Exercise objective:
Everything from the line containing "Guideline: for each instance of the white planked" through the last line of the records must be returned verbatim, and nothing outside that range.

Recorded data:
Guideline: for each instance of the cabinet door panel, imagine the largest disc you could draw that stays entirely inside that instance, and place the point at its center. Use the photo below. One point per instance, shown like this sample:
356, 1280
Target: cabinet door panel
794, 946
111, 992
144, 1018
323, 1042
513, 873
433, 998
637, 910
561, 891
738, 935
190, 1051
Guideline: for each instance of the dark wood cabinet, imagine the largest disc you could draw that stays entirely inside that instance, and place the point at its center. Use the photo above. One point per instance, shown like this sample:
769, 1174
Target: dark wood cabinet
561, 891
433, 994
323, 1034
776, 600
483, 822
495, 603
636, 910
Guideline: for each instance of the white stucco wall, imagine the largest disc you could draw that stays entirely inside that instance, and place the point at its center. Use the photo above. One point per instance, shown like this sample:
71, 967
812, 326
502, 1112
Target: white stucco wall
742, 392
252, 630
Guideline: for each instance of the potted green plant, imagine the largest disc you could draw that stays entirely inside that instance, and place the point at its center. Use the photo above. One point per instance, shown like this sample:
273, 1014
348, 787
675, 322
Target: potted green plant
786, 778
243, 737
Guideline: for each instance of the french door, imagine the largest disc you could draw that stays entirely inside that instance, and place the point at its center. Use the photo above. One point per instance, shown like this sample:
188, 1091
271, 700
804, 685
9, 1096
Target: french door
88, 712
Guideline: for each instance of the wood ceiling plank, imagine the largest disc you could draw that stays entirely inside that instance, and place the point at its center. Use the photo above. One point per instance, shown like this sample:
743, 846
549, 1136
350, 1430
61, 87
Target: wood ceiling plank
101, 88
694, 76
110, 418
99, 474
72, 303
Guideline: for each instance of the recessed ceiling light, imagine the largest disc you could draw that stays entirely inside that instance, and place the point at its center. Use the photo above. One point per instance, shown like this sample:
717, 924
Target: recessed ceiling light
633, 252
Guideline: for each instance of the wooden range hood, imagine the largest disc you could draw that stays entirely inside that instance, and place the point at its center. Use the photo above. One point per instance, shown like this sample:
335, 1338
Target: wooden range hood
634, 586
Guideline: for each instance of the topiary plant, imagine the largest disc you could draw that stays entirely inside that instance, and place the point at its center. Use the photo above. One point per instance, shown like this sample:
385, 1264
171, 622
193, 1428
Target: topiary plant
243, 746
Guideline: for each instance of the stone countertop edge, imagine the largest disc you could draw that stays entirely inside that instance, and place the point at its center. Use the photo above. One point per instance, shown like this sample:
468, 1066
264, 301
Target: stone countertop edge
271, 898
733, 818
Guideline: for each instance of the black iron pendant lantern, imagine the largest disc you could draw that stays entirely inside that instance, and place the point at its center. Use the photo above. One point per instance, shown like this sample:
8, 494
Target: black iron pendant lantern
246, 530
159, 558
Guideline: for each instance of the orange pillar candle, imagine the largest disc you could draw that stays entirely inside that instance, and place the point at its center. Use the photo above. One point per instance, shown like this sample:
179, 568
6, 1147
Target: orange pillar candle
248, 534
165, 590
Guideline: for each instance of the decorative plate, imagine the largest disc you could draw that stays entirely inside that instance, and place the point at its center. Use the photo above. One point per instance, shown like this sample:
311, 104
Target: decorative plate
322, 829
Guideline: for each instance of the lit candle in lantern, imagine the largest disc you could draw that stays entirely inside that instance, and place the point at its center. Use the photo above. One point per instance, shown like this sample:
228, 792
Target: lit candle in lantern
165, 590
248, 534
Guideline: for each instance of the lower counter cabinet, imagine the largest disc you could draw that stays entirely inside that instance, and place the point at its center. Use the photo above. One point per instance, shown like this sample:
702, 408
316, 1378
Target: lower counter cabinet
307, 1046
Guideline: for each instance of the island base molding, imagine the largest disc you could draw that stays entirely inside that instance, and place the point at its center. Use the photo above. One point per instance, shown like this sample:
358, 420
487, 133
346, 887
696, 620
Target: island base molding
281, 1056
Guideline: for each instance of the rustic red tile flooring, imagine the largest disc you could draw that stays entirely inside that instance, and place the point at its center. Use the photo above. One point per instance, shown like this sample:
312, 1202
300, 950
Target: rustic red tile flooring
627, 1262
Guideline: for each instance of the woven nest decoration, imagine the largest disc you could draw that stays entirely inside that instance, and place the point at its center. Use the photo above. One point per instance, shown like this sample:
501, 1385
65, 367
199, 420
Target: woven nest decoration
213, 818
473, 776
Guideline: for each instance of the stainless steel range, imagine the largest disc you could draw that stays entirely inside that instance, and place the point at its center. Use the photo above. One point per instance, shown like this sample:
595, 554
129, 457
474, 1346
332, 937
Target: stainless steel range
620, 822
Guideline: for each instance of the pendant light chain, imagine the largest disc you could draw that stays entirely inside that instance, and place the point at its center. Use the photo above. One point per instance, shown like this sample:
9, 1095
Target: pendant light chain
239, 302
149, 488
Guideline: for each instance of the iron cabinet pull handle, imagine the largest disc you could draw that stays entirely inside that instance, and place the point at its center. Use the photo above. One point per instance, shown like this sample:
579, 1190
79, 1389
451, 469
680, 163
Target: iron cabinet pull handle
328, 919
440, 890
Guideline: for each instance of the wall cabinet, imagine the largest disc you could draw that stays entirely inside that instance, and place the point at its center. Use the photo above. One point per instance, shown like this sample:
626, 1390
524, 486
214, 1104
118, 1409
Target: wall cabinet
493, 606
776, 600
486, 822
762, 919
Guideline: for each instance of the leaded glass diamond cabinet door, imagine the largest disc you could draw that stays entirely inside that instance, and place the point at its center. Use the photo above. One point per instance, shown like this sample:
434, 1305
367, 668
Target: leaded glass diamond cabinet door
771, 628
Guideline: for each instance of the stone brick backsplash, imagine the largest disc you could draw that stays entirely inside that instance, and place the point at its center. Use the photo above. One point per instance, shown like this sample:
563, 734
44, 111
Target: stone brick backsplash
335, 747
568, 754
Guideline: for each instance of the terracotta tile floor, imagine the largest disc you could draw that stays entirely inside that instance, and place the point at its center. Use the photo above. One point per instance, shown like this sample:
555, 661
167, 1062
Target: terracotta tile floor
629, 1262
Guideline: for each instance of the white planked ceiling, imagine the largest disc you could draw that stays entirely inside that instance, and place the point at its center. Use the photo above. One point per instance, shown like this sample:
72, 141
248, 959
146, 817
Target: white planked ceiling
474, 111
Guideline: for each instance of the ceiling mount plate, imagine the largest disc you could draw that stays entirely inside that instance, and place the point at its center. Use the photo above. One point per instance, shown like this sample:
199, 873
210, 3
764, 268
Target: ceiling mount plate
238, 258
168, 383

Task answer:
Guideline: for each instance of the white planked ceiling, imagine the largest disc you could draw that stays entirely inside that instance, and place the point at its center. Use the photo above. One point per instance, shown like this sample:
72, 141
248, 959
146, 817
Target: white planked ceiling
474, 111
Guideline: for each instance of the ceiling mount plate, imagine the largest disc you could draw that stays entirely inside that instance, and place the point at its center. Use the photo above. One point per instance, shown like this sample:
199, 873
210, 3
764, 268
Target: ceiling mount plate
238, 258
168, 383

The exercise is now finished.